>> start EXERCISE MATERIALS

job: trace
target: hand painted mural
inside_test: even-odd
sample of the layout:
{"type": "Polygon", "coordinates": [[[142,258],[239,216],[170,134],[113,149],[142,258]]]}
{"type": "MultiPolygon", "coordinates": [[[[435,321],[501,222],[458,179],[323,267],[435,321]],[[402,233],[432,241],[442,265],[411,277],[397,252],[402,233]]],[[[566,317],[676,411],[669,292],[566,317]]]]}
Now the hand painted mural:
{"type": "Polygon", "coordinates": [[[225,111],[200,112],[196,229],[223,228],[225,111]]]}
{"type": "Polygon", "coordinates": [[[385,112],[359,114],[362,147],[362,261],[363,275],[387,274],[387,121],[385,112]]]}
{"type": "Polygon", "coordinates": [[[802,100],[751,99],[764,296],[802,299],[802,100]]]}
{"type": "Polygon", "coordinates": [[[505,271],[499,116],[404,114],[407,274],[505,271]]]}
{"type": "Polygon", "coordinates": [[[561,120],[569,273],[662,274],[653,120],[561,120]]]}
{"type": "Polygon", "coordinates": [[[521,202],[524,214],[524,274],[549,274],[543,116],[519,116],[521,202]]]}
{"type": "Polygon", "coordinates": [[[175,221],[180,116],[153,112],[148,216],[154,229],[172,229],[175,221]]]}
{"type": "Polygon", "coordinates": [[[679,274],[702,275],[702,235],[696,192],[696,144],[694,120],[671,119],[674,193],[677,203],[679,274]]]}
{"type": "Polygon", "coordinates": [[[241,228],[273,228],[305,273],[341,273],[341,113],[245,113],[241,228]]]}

>> end EXERCISE MATERIALS

> _WHAT TO DO_: Pull out every line of the material above that contains the string "hand", treating uppercase and lowercase letters as distinct.

> _FINAL ANSWER_:
target: hand painted mural
Now the hand painted mural:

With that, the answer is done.